▸ Aim of the task:
Please copy out all the data. Every detail stays the same.

▸ Data for this task:
──────
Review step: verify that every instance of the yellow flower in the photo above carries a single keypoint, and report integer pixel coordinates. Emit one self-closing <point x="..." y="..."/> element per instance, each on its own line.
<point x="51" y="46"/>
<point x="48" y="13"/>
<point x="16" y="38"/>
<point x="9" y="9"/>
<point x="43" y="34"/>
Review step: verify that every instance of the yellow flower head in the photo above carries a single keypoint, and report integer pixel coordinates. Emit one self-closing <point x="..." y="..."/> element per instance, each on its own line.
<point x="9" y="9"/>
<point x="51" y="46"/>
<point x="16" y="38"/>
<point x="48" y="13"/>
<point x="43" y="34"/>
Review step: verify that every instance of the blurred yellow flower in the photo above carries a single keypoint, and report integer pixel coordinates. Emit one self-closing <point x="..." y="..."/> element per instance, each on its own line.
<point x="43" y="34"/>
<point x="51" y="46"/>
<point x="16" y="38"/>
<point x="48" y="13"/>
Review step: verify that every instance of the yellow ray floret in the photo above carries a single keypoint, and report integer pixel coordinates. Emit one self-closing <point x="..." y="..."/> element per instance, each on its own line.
──────
▸ Finished task:
Review step: verify that every instance of the yellow flower in the photo above carries a single keypoint, and report integer pixel coordinates. Emit one self-closing <point x="..." y="..."/> element per instance, each on its own line.
<point x="51" y="46"/>
<point x="48" y="13"/>
<point x="16" y="38"/>
<point x="9" y="9"/>
<point x="43" y="34"/>
Review step: verify that every instance of the yellow flower head in the photo above carries a single keypoint, and report integer pixel coordinates. Emit one self-closing <point x="..." y="..."/> element per instance, each on its own line.
<point x="9" y="9"/>
<point x="51" y="46"/>
<point x="16" y="38"/>
<point x="48" y="13"/>
<point x="43" y="34"/>
Review step: verify that every instance of the blurred yellow flower in the photo above carries a single keypoint, and report integer pixel coordinates. Emit one self-closing <point x="..." y="..."/> element per instance, each on its own line.
<point x="43" y="34"/>
<point x="51" y="46"/>
<point x="16" y="38"/>
<point x="48" y="13"/>
Review step: verify that every instance of the yellow ray floret in the photo above carries a single keypoint, and report integer pixel coordinates. Emit one self-closing <point x="..." y="..."/> element per instance, each on its own line.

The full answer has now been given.